Source data:

────────────────────

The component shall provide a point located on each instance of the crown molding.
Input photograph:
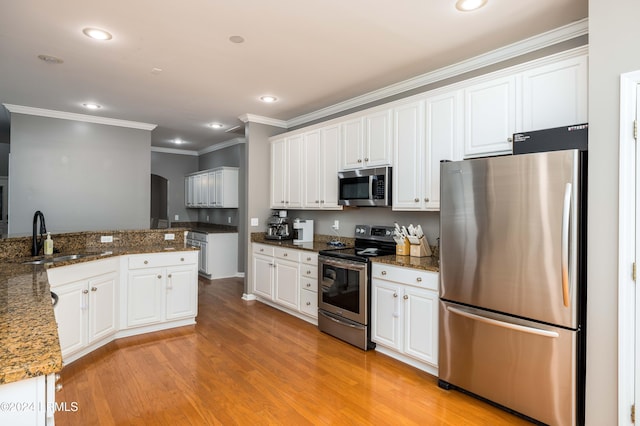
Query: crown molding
(223, 145)
(173, 151)
(263, 120)
(540, 41)
(18, 109)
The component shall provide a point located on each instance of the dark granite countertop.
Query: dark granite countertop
(28, 329)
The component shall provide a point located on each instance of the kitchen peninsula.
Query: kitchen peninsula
(35, 340)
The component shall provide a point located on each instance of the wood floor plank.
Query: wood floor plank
(245, 363)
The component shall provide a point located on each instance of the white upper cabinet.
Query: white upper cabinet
(366, 141)
(490, 117)
(320, 165)
(555, 95)
(425, 133)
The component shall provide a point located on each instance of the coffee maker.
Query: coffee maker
(302, 231)
(279, 226)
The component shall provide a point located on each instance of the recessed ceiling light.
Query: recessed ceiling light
(469, 5)
(50, 59)
(97, 34)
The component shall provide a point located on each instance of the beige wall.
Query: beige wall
(613, 31)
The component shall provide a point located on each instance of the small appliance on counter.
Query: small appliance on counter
(302, 231)
(279, 226)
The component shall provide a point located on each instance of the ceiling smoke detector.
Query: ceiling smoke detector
(50, 59)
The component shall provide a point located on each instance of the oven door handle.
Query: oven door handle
(345, 264)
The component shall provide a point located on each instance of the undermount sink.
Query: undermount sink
(64, 258)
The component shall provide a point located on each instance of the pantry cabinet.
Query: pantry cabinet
(404, 314)
(286, 172)
(366, 141)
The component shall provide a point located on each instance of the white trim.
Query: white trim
(263, 120)
(173, 151)
(223, 145)
(558, 35)
(78, 117)
(626, 248)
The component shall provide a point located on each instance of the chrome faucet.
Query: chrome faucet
(37, 244)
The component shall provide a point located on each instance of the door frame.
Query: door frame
(628, 241)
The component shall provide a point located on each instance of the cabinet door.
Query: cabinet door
(278, 173)
(144, 296)
(443, 142)
(330, 164)
(351, 144)
(385, 302)
(70, 313)
(311, 165)
(102, 306)
(377, 139)
(555, 95)
(421, 324)
(181, 292)
(490, 117)
(408, 156)
(295, 174)
(263, 276)
(286, 284)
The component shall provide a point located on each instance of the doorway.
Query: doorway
(159, 206)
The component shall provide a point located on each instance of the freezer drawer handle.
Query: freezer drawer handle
(566, 210)
(503, 324)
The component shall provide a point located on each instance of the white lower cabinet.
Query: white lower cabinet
(31, 402)
(161, 287)
(86, 311)
(404, 316)
(286, 279)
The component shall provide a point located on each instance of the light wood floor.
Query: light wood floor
(249, 364)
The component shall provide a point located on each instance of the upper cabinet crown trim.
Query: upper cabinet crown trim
(550, 38)
(18, 109)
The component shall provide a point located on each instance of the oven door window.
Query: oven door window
(341, 288)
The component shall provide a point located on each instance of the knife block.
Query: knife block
(421, 249)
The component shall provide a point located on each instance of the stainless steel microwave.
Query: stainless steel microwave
(365, 187)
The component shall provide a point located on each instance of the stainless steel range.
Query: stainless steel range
(344, 299)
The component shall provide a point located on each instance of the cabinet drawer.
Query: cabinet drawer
(263, 249)
(309, 303)
(287, 254)
(310, 284)
(154, 260)
(309, 258)
(409, 276)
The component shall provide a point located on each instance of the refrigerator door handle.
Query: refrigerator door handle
(566, 210)
(491, 321)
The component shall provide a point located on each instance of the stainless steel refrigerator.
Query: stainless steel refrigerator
(513, 282)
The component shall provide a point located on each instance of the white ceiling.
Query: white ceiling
(310, 54)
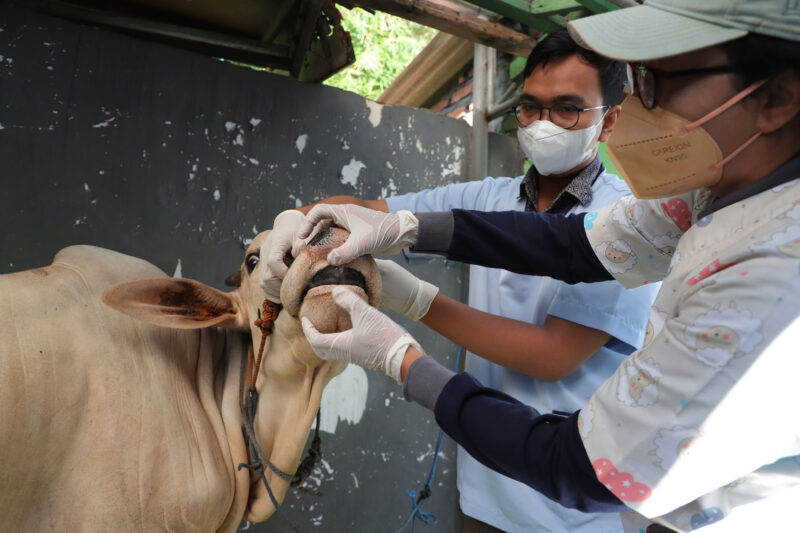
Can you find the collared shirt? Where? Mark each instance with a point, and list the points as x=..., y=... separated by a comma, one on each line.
x=484, y=494
x=579, y=190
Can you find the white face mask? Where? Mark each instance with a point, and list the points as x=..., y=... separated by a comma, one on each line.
x=553, y=149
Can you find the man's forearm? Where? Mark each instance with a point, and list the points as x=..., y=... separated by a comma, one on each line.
x=543, y=451
x=377, y=205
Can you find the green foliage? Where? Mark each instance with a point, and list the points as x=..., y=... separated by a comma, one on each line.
x=384, y=45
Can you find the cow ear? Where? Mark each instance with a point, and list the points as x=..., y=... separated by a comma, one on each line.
x=174, y=302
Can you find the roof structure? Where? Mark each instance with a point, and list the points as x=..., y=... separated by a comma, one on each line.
x=305, y=38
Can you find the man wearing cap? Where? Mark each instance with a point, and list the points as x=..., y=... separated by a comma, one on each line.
x=699, y=428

────────────────────

* What this task involves: Return only the lines running from the top of the data to the line that holds "the kitchen peninsula.". Include both of those lines, but skip the pictures.

* Problem solution:
The component shall provide a point located on each instance of the crown molding.
Input photograph:
Query: crown molding
(223, 145)
(173, 151)
(263, 120)
(540, 41)
(18, 109)
The component shall provide a point located on each instance of the dark granite countertop.
Query: dark granite countertop
(28, 329)
The component shall provide a point located on each instance of the kitchen peninsula.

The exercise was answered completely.